Bounding-box records
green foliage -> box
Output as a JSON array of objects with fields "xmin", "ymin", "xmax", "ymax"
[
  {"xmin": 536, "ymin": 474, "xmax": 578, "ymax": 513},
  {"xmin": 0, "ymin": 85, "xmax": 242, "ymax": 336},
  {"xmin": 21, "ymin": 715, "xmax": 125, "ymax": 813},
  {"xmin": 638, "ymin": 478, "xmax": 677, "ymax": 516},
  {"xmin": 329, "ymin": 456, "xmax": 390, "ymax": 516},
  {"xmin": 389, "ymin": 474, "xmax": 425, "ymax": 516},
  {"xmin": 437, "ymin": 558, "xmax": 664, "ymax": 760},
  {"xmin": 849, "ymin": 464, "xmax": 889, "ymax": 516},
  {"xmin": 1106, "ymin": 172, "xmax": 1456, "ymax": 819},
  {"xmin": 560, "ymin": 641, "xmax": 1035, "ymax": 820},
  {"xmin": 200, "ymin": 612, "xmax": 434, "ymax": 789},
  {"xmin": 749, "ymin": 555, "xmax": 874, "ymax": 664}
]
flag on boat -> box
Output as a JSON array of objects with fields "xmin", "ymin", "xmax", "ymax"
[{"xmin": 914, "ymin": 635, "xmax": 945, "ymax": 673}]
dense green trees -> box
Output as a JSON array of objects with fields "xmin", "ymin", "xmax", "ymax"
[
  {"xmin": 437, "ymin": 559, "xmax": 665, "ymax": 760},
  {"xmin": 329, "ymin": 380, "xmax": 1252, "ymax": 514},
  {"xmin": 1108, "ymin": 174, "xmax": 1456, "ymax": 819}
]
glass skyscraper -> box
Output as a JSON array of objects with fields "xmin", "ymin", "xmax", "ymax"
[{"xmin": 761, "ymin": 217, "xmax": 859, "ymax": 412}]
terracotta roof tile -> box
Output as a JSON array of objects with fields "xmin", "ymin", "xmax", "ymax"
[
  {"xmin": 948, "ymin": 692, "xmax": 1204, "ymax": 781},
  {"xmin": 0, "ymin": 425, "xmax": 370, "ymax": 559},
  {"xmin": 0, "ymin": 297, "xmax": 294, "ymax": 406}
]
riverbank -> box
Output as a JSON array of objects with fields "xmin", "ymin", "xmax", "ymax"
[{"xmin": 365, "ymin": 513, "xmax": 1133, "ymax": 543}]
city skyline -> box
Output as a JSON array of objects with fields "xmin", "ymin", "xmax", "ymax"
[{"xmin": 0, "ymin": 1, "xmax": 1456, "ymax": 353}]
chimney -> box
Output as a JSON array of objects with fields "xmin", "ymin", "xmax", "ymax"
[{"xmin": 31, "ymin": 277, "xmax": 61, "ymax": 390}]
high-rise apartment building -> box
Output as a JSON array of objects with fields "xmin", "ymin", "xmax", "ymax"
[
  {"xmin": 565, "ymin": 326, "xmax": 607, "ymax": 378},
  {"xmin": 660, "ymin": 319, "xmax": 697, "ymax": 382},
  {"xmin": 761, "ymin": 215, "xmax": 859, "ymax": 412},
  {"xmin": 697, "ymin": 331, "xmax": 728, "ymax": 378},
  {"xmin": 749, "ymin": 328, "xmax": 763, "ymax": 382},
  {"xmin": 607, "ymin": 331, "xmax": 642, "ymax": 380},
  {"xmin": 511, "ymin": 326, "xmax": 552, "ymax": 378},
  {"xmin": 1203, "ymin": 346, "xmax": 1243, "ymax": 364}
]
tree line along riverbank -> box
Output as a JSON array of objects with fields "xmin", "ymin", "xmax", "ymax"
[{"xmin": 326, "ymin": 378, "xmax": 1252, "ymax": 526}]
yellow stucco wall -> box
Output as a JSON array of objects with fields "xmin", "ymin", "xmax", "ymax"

* * *

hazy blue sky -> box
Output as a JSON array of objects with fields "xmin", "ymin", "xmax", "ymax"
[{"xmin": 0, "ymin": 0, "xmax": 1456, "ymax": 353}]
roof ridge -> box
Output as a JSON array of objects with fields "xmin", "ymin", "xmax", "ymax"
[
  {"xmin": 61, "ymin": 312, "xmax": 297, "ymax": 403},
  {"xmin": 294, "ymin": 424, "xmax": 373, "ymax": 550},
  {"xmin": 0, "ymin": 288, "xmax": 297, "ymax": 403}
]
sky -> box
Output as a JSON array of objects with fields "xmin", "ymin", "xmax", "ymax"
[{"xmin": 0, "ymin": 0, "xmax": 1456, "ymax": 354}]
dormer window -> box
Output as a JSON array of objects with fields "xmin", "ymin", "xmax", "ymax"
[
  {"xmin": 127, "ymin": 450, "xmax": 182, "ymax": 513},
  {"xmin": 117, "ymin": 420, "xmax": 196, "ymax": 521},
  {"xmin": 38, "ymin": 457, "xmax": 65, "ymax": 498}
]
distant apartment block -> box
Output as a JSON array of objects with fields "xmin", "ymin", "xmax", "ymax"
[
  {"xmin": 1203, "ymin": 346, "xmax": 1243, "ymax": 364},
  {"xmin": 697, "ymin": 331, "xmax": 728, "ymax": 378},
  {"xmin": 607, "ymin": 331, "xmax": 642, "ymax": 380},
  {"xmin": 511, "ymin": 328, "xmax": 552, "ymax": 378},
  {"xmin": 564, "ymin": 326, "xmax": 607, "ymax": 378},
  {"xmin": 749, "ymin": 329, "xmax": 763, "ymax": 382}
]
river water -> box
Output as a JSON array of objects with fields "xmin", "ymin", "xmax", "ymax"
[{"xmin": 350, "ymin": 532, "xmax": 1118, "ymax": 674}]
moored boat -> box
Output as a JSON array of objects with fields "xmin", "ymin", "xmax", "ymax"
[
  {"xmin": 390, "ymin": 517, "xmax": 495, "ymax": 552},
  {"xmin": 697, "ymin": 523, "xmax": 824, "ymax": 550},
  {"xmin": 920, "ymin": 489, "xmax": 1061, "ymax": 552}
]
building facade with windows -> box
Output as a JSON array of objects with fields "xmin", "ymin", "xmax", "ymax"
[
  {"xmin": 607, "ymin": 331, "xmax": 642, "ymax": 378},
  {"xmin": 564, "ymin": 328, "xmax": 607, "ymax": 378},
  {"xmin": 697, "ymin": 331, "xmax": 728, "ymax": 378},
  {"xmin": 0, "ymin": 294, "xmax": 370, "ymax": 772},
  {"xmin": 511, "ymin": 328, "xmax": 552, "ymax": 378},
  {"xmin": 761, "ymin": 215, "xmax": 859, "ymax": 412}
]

## WHAT TO WORK ON:
Collect every line of the material above that contains the string "building". Case matters.

## COMPLETED TASK:
high-rise apartment building -> box
building facade with windows -> box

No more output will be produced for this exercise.